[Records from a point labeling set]
━━━━━━━━━━━━━━━━━━━━
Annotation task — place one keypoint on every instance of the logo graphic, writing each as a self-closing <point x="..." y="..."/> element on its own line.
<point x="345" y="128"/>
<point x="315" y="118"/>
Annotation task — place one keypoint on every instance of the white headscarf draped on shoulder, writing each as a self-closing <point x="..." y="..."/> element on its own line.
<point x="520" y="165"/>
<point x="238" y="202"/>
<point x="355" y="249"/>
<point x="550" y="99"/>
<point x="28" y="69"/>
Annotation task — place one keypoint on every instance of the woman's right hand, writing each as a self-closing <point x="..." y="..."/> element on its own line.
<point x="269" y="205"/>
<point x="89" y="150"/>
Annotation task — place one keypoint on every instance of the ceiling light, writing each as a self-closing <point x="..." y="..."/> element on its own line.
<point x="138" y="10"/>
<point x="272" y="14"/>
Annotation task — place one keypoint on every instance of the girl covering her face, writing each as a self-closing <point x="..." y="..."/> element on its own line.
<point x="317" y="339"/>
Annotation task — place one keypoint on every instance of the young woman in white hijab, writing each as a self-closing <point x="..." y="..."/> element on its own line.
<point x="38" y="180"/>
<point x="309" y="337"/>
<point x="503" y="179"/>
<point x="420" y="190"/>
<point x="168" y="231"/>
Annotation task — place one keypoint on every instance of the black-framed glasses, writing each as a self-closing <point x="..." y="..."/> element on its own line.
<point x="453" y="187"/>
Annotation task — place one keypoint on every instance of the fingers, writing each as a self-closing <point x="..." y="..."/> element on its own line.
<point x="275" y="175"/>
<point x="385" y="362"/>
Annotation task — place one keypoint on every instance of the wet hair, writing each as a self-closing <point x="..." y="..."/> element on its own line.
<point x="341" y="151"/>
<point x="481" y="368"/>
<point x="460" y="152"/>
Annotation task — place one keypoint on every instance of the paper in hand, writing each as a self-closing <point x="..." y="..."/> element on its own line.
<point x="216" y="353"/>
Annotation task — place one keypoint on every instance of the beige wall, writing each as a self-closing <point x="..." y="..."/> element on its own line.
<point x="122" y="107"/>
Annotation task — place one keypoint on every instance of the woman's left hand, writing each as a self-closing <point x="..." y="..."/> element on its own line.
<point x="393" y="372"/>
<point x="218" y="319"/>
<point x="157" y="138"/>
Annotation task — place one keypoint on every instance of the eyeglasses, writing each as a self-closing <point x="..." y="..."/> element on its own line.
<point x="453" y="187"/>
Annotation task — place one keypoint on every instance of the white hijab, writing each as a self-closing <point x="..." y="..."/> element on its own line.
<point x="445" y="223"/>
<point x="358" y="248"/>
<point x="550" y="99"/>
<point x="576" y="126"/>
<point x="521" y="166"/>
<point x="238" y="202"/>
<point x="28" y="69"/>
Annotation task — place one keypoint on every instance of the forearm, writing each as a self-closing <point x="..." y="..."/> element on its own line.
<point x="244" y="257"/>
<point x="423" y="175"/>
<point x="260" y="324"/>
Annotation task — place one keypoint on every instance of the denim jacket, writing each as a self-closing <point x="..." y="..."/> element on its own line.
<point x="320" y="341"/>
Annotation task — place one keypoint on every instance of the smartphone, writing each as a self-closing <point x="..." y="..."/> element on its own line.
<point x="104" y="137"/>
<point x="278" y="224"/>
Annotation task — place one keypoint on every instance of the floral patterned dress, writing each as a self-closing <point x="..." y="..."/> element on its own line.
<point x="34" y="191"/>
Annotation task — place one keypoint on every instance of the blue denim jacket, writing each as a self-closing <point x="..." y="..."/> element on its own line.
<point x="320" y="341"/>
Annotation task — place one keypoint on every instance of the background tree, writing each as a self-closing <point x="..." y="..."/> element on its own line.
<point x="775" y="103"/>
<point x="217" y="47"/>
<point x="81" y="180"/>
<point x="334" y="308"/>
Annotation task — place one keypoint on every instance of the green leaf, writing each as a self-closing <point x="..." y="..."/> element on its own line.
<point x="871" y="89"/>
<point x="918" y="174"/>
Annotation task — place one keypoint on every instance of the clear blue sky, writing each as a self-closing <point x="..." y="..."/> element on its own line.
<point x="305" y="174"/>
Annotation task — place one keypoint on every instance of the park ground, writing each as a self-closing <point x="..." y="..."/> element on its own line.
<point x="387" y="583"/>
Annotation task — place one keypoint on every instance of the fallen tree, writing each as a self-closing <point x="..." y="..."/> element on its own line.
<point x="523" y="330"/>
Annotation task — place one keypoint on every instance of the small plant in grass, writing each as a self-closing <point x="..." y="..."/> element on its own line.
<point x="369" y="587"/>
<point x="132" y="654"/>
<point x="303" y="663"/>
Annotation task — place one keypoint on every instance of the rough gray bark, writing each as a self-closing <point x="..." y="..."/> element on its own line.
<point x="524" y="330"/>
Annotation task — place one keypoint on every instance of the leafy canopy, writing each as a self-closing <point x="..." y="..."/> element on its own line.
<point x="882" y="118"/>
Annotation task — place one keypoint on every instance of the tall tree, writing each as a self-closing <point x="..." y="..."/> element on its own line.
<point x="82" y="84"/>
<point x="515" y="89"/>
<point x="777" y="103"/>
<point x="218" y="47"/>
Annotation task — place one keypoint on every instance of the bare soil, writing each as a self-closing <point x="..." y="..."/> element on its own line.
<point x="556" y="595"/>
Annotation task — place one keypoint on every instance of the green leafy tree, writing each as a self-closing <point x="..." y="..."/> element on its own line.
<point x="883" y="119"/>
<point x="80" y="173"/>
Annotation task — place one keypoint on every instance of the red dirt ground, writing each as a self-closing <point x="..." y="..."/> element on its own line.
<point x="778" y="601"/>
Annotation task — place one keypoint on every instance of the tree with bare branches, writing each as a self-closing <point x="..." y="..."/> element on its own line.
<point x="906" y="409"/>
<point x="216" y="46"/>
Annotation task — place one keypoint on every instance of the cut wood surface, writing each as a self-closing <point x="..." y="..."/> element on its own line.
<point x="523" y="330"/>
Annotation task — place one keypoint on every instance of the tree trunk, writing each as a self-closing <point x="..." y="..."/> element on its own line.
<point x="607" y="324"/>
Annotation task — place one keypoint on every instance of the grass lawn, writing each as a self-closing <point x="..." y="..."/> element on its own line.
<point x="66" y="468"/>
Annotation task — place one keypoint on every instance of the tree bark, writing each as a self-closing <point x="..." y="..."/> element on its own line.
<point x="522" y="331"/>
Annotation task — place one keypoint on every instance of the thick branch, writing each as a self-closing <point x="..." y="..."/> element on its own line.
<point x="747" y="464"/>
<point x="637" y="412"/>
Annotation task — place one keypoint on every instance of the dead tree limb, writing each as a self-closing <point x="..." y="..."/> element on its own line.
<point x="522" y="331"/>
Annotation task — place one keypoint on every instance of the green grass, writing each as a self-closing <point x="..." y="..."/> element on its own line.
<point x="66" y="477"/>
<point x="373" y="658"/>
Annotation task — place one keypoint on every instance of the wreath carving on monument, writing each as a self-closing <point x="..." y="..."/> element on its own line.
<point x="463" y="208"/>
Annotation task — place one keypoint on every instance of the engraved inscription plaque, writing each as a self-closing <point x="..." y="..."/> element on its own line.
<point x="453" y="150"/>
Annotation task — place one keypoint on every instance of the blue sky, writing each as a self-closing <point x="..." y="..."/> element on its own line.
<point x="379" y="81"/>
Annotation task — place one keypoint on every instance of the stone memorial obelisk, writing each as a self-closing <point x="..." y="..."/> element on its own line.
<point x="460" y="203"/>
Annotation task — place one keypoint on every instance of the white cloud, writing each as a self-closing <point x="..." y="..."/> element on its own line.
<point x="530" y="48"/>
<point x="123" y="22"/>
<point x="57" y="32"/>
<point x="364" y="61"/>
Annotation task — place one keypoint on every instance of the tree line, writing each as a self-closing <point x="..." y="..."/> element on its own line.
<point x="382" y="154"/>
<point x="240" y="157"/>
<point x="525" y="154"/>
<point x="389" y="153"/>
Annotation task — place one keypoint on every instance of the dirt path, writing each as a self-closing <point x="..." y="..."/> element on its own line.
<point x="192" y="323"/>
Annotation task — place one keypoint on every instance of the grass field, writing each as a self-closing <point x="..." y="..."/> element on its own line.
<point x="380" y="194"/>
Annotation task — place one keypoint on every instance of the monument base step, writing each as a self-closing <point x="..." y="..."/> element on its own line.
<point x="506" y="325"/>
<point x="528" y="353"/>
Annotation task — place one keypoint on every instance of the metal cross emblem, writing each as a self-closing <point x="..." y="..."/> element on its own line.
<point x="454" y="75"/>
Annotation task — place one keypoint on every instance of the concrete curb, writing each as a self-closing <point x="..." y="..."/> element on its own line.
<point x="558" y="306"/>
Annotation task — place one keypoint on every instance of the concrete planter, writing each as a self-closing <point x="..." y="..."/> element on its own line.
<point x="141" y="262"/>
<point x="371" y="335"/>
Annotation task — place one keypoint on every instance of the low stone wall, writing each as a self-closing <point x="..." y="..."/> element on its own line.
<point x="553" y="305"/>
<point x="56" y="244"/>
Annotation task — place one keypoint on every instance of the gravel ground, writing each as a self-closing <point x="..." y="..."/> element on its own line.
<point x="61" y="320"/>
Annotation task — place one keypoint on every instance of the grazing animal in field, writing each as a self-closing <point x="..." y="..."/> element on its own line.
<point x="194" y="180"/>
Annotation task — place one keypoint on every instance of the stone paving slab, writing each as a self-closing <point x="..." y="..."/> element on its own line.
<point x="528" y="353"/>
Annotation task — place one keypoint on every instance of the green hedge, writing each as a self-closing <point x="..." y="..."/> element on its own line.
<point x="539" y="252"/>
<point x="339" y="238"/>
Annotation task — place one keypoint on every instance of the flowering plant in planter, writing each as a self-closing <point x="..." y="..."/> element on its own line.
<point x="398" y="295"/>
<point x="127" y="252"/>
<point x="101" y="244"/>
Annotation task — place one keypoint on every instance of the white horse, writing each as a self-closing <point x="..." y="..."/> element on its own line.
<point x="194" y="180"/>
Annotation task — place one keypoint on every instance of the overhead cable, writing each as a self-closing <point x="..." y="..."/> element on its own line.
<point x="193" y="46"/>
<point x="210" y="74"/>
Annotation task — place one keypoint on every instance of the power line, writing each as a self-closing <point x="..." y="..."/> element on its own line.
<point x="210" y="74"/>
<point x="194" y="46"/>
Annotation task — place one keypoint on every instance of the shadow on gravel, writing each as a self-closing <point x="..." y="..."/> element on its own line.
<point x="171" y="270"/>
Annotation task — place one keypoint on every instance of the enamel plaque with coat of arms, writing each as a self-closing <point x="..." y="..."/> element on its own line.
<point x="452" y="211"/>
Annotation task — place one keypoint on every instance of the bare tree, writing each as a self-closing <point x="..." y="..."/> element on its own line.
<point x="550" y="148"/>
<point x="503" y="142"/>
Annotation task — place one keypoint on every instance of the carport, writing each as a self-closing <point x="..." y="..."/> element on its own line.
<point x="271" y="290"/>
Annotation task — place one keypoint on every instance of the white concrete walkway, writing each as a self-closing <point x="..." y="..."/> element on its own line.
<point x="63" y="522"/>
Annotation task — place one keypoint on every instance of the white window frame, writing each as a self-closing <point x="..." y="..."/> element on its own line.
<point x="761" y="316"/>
━━━━━━━━━━━━━━━━━━━━
> OBJECTIVE
Quote the material from the line holding "the white window" through the end, both ends included.

> RESPONSE TO THIS TASK
Annotation task — place one keypoint on every instance of the white window frame, writing each as a self-closing <point x="..." y="..."/> element on its own line.
<point x="761" y="316"/>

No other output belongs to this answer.